▸ Page text
________

The Committee on Foreign Investment in the United States (“CFIUS”) is required by law to provide a confidential report to Congress each year regarding foreign investment activities, CFIUS filings and related matters. The public version of the CFIUS Annual Report to Congress for Calendar Year 2020 (the “2020 Report”) has recently been released.
One of the more noteworthy revelations of the CFIUS 2020 Report is the declining share of CFIUS filings concerning investments originating from China. In 2017 China was the source of 60 transactions notified to CFIUS, 21 of which fell into the “critical technology” category. Years 2016 and 2018 produced similar numbers with CFIUS reviewing 54 and 55 Chinese transactions respectively. During this period Chinese-origin transactions constituted approximately 15% of all CFIUS filings. In 2020 the number of Chinese filings, which now also includes short-form declarations as well as full notices, fell to 22 (17 notices and five declarations), or less than 7% of total submissions.
This is not surprising. In addition to the widely perceived increase in political tensions between the United States and China and the stated intention of the U.S. Government to lessen U.S. dependence on China and Chinese supply lines, Congress has directed CFIUS to monitor closely Chinese investments, particularly into U.S. critical technologies and new and emerging technologies. The Foreign Investment Risk Review Modernization Act (“FIRRMA”) enacted in August 2018, Congress, while not singling out China by name, expressed the “sense of Congress” that CFIUS monitor closely foreign investors whose origin is considered a “country of special concern.” A “country of special concern” is identified by its “demonstrated or declared strategic goal of acquiring a type of critical technology or critical infrastructure that would affect U.S. leadership in areas related to national security.” China is no doubt the principal intended target of this concern.
The impact of FIRRMA can also be seen in CFIUS treatment of transactions that were not notified to it prior to their consummation but where CFIUS stepped in to force an unwinding even after completion of the investment. For example, Beijing Kunlun Technology Company Limited was ordered to divest its interest in Grindr, LLC in March 2019 over concerns of access to the sensitive personal data of users— including sexual orientation, HIV status, and geolocation. Beijing Shiji Information Technology Company Limited was ordered to divest its investment in StayNTouch, a U.S.-based hotel management software company in March 2020 for similar concerns over Shiji’s potential access to the sensitive personal and financial information of users.

________

▸ Material supplied
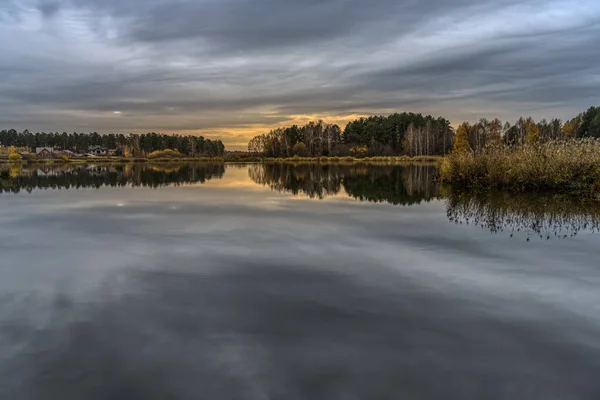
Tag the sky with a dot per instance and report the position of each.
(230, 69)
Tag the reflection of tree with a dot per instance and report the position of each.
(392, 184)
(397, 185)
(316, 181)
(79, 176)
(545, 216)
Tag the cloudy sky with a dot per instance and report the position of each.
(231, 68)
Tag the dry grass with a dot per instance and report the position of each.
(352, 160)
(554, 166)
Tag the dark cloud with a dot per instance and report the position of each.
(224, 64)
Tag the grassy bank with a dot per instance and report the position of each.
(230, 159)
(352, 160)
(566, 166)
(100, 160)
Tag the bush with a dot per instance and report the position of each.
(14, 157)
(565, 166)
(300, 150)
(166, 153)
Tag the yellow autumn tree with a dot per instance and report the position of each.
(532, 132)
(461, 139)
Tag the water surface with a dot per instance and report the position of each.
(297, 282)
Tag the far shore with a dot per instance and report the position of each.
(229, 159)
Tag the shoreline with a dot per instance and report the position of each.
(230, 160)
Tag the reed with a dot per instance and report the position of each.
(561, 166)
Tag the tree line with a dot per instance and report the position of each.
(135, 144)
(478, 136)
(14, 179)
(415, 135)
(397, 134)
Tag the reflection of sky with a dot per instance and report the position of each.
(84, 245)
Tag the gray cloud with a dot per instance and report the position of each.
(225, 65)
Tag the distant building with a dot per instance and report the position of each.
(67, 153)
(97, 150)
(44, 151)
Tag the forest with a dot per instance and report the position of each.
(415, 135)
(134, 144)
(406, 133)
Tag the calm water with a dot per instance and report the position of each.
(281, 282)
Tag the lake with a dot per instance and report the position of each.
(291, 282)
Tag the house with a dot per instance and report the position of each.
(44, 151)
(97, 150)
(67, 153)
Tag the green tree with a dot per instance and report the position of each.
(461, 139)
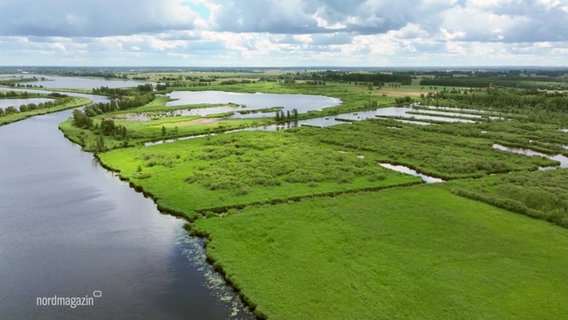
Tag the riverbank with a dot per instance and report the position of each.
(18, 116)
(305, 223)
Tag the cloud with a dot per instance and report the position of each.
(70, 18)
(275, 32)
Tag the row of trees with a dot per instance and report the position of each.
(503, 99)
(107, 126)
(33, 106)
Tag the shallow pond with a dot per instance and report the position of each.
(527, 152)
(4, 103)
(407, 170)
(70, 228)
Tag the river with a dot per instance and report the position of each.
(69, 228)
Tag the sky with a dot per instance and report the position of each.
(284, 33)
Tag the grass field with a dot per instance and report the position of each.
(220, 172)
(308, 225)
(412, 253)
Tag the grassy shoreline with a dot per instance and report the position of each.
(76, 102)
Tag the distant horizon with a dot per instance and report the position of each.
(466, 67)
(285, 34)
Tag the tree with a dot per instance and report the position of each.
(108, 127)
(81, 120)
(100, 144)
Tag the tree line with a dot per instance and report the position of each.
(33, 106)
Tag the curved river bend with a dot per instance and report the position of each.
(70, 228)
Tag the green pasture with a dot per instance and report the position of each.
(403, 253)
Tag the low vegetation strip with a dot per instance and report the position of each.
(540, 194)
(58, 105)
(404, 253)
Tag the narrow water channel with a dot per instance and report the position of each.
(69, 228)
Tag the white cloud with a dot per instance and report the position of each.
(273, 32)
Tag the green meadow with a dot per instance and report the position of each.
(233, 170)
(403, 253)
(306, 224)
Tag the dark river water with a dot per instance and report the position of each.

________

▸ Task directions
Check each statement against the passage on CFIUS filings. For each, answer yes or no and quote the words from the passage that settle it.
1. In 2020 the number of Chinese filings to CFIUS fell to 22.
2. FIRRMA names China directly as a country of special concern.
3. Beijing Kunlun Technology Company Limited was ordered to divest its interest in Grindr, LLC in March 2020.
The listing plays no part in what follows.

▸ Solution to this exercise
1. Yes: "In 2020 the number of Chinese filings, which now also includes short-form declarations as well as full notices, fell to 22"
2. No: "while not singling out China by name"
3. No: "Beijing Kunlun Technology Company Limited was ordered to divest its interest in Grindr, LLC in March 2019"